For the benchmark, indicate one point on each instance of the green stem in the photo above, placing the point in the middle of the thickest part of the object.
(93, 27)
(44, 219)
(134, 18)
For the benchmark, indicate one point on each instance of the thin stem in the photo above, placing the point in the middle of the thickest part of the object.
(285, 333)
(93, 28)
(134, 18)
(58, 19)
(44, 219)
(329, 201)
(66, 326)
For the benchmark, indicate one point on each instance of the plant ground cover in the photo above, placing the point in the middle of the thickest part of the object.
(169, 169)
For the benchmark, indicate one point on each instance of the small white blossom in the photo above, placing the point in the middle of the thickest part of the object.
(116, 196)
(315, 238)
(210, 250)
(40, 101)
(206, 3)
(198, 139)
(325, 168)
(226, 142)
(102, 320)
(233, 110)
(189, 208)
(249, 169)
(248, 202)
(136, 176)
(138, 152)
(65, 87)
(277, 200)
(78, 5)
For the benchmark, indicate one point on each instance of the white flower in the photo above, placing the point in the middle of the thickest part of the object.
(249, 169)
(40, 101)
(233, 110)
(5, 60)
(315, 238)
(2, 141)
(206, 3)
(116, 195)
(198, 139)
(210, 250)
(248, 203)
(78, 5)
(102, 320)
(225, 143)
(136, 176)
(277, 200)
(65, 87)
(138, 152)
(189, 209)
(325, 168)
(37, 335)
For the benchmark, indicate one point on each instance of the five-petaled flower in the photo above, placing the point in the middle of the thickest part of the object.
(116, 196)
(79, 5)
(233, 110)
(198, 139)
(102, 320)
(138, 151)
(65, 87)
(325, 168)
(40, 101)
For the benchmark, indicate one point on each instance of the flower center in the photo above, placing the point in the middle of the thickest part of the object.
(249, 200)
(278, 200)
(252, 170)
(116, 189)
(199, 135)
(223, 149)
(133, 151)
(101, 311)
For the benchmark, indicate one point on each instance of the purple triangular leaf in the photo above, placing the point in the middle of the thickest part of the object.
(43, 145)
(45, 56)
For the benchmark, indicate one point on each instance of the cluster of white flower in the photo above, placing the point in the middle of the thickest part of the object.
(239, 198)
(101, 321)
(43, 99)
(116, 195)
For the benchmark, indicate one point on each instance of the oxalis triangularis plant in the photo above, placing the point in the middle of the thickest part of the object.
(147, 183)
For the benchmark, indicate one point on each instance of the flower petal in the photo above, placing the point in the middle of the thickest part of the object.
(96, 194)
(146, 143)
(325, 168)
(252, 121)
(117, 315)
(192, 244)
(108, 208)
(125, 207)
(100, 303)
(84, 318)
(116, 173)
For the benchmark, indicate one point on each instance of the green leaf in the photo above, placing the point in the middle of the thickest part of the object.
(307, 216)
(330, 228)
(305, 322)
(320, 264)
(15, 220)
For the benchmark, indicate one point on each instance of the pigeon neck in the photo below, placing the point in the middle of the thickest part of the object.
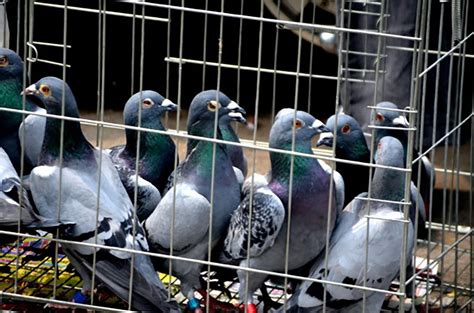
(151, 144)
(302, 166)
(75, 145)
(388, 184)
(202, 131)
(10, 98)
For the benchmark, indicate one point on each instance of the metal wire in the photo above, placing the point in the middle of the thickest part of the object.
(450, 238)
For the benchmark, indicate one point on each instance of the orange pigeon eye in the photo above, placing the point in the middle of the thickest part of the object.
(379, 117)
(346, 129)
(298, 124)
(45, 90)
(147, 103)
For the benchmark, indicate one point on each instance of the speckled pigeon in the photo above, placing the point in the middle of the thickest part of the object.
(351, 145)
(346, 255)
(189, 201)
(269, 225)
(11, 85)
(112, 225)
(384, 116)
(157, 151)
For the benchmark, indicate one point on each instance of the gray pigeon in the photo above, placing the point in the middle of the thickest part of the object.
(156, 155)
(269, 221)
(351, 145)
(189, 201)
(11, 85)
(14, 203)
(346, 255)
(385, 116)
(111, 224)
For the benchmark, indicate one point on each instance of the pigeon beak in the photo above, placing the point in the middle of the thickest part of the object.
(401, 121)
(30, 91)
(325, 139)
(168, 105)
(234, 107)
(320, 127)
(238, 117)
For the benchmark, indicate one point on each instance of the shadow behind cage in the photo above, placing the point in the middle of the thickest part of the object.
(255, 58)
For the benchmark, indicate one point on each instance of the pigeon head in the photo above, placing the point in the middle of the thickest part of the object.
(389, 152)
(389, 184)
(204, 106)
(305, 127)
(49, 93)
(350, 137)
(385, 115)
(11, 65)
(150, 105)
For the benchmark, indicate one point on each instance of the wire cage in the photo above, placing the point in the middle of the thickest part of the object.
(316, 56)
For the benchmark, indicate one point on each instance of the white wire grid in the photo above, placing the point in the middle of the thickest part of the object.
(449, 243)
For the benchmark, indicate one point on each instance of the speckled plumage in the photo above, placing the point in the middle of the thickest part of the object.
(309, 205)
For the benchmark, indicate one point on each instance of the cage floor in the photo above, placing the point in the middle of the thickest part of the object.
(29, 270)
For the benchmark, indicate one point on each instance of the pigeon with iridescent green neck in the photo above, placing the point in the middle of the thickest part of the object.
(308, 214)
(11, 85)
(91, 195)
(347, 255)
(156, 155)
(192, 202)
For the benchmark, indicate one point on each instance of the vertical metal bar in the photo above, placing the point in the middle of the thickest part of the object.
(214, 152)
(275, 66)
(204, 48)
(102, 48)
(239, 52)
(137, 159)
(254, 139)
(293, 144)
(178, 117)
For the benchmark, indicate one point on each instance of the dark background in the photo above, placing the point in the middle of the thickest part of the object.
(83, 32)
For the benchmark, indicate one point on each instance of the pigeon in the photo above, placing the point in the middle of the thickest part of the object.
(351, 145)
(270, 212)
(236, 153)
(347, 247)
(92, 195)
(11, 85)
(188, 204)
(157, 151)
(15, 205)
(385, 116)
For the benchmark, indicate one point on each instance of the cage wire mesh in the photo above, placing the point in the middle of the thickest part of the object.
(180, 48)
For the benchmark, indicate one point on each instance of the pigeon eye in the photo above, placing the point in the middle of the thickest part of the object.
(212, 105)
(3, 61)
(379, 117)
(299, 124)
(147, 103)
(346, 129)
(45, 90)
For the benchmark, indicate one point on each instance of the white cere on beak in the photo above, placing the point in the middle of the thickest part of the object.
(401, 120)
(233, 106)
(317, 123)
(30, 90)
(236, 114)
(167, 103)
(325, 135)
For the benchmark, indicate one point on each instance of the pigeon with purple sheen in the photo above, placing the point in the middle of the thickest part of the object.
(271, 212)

...

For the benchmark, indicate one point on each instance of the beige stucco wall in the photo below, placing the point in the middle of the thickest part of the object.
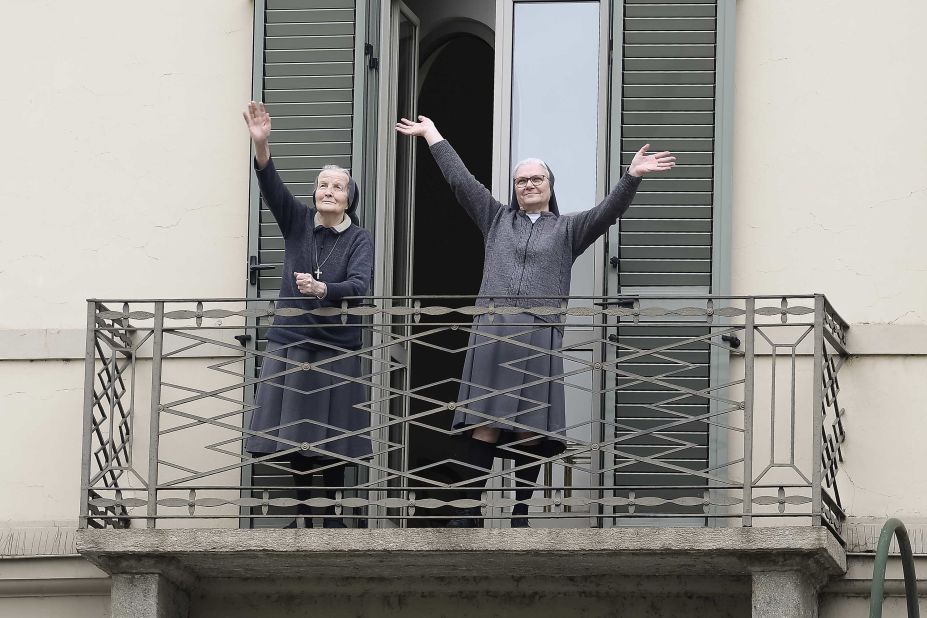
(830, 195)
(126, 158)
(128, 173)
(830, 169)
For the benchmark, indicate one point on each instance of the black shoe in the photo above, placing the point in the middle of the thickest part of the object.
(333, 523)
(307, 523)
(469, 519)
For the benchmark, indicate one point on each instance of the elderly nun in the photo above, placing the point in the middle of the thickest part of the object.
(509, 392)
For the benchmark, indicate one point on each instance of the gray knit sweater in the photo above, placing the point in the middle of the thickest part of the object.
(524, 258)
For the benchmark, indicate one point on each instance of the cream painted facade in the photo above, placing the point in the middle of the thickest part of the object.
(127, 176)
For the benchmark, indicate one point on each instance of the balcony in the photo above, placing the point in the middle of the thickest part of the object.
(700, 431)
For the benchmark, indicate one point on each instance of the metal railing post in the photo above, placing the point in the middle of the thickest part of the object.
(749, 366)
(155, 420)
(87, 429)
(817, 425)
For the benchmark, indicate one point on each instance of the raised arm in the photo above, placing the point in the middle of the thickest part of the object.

...

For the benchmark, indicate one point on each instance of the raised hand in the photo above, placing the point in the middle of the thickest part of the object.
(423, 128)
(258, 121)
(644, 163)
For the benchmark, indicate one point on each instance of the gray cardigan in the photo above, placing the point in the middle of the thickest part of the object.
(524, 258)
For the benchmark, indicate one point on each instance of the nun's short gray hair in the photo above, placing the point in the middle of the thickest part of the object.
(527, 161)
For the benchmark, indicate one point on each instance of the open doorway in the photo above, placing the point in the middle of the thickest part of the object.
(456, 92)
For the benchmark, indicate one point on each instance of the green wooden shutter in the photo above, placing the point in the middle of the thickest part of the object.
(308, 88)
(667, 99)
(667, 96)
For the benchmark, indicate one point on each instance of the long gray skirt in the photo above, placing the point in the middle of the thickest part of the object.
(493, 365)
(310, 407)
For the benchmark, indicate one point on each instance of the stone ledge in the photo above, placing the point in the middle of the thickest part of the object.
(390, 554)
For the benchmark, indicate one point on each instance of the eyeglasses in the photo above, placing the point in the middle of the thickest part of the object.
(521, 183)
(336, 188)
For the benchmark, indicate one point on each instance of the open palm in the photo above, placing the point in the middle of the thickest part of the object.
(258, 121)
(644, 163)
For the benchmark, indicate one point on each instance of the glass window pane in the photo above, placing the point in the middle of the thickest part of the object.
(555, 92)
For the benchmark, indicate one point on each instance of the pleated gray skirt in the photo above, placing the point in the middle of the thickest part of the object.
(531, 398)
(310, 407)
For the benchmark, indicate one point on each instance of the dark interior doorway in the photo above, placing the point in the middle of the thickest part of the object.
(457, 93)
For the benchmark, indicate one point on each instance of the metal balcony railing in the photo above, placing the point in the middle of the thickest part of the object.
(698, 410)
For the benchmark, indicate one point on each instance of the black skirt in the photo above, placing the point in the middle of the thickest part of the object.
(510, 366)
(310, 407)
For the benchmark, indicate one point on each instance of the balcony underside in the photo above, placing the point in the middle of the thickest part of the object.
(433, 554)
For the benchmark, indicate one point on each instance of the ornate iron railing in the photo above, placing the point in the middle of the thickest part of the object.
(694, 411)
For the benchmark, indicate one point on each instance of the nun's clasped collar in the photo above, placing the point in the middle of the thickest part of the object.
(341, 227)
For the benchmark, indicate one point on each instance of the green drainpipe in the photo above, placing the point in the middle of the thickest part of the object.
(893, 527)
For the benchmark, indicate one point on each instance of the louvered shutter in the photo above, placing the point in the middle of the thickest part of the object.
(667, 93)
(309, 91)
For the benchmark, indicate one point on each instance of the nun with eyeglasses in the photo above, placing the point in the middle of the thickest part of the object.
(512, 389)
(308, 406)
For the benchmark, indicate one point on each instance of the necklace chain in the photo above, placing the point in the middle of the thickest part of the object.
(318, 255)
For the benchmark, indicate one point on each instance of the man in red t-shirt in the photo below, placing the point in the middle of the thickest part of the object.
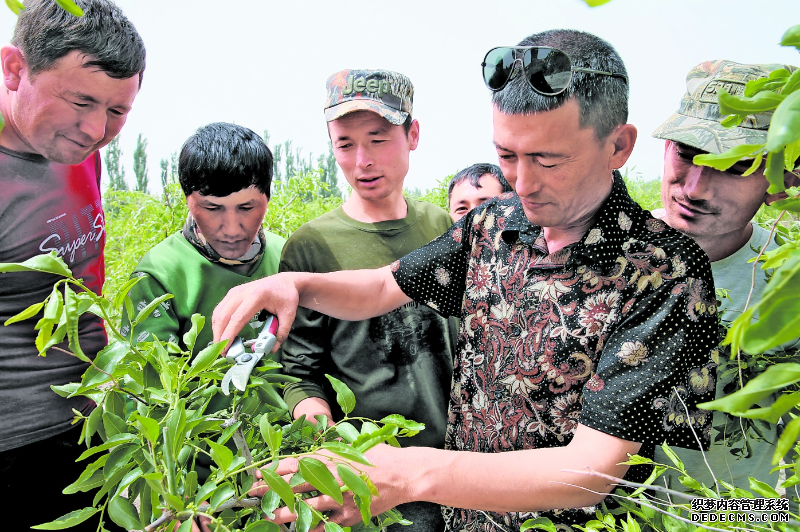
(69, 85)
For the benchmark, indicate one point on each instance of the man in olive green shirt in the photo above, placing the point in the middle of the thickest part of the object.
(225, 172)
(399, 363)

# Given exercise
Filter the items above and copy every line that contains the word "purple".

# Solution to the exercise
For the benchmark, indicate one point on each instance of the purple triangular leaf in the photo above, placing the point in the middle of the thickest part of the object.
For the benchmark, indicate one point on each instance of the pigeon with purple sheen in the photo above, placing the point in the middle of the thickest part of the object.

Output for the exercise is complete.